## BEGIN EXCERPT
STAGE RECHERCHE - LABORATOIRE LINEACT (H-F) CESI

Title: A Dynamic Multi-objective Model For Campus Timetable Scheduling

Scientific domains: Operations Research, Data Science, Education Management

Key-Words: University timetabling, Carpooling, multi-objective optimization, simulation, sensitivity analysis

Supervisor:

Mohamed Amin BENATIA (EC), Houda TLAHIG (EC)

Research Work

Abstract of the internship

This internship aims to develop a dynamic multi-objective model for optimizing timetabling schedules within a university campus so as to maximize ridesharing and carpooling between students. The model will integrate simulation and sensitivity analysis to identify optimal allocation of students to on-campus vs distance courses as well as optimal timetabling of courses/classes to minimize environmental impacts, traffic congestion, and maximize carpooling usage while respecting training quality constraints.

Internship Project

The objective of the internship is to develop a mathematical optimization model and algorithm to solve a dynamic multi-objective university timetabling problem that maximizes ridesharing between students. The model will integrate linear/nonlinear programming, simulation, and sensitivity analysis.

Scientific context

University timetabling has garnered significant attention in the field of scheduling due to its inherent complexity, encompassing various constraints that need to be addressed. Numerous existing approaches predominantly center on devising single-objective solutions, aiming to streamline the scheduling process by focusing on one dimension of optimization.

However, as the demand for more comprehensive and nuanced solutions grows, there is a discernible gap in the literature concerning dynamic multi-objective models for university timetabling. This internship endeavors to contribute to the existing body of knowledge by developing a dynamic multi- objective model that not only optimizes traditional factors like time efficiency but also incorporates emerging considerations such as environmental sustainability and transportation efficiency.

By introducing a dynamic aspect to the model, it adapts to the evolving needs and constraints of the university scheduling environment. To further contextualize this research, previous works in the domain of multi-objective optimization and timetabling can be referenced. For instance, studies by Burke et al. (2019) and Li et al. (2021) delve into multi-objective optimization techniques for timetabling, providing valuable insights that can inform the development of the proposed model. Additionally, the work of Smith and Jones (2020) on incorporating sustainability considerations in scheduling processes serves as a relevant foundation for integrating environmental concerns into the proposed model.

Internship subject

While existing works have made commendable strides, certain limitations persist within the current literature. First, many of the prevalent single-objective optimization approaches tend to oversimplify the intricate nature of the scheduling problem by focusing solely on one dimension, often neglecting the interplay between various factors. This limitation can result in suboptimal solutions that fail to address the multifaceted constraints inherent in university timetabling. Moreover, a substantial portion of the existing literature lacks a dynamic perspective, with solutions often being static and unable to adapt to evolving scheduling requirements. This limitation is particularly significant as universities experience fluctuations in student enrollments, course offerings, and faculty availability, necessitating a more responsive and adaptive approach to timetabling.
## END EXCERPT
## BEGIN DATASET CONTENT
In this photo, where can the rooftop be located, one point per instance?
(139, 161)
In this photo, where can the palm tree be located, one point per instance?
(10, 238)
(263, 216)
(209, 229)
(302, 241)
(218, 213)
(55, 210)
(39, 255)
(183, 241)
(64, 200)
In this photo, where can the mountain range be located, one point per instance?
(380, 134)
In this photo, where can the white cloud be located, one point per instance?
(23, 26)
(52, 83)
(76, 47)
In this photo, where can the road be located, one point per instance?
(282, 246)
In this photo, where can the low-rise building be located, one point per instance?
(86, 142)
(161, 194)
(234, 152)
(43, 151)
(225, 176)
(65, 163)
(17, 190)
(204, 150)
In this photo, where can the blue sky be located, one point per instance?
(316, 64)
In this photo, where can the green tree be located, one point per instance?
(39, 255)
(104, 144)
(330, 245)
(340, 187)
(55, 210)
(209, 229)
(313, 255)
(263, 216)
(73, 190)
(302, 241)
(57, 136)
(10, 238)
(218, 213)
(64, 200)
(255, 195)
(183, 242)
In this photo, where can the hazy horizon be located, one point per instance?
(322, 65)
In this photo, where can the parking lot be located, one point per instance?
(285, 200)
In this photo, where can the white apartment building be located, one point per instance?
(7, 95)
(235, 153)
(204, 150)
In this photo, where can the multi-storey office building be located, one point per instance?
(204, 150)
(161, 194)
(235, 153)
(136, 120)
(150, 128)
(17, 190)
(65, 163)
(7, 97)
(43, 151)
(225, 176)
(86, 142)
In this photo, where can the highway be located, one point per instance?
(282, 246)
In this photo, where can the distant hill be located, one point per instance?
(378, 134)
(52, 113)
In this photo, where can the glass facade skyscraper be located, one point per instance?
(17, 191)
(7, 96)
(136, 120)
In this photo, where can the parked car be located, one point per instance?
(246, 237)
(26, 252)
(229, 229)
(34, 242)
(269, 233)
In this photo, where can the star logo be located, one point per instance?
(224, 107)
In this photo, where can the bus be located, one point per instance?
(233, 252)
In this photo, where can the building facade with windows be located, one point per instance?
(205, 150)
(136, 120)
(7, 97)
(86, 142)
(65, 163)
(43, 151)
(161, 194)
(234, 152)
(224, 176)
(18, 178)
## END DATASET CONTENT
:: WORK TO DO ::
(a) Rewrite the paragraph of the internship posting that begins "While existing works have made commendable strides" as a short bulleted list that keeps its main facts.
(b) Write the next paragraph of the internship posting, picking up after its final sentence.

:: ANSWERS TO EACH TASK ::
(a)
- Existing timetabling research still has limitations.
- Many single-objective approaches focus on one dimension and neglect how factors interact. This oversimplifies the problem and can give suboptimal solutions that miss its many constraints.
- Much of the literature lacks a dynamic perspective. Its solutions are static and cannot adapt to changing scheduling requirements.
- This matters because student enrollments, course offerings and faculty availability fluctuate, so universities need a more responsive, adaptive approach to timetabling.

(b)
Additionally, the current body of work in university timetabling tends to underemphasize the integration of emerging considerations such as environmental sustainability and transportation efficiency. While some recent efforts touch upon these aspects, the incorporation remains limited and often lacks a comprehensive approach. Consequently, there is a need for research that systematically integrates these evolving factors into the optimization model, reflecting the increasing importance of sustainability in academic institutions. Furthermore, the majority of existing studies often employ static and predetermined sets of constraints, which may not fully capture the dynamic nature of real- world university scheduling scenarios. An enhanced model should account for uncertainties, unexpected events, and real-time changes, ensuring adaptability in the face of unforeseen challenges.

To address these limitations and advance the state-of-the-art in university timetabling, this internship seeks to develop a dynamic multi-objective model that not only surpasses the constraints of single- objective approaches but also incorporates adaptability, responsiveness, and a more comprehensive consideration of emerging factors. By doing so, this research aims to contribute significantly to the ongoing discourse and pave the way for more effective and resilient university timetabling solutions, while considering ridesharing maximization.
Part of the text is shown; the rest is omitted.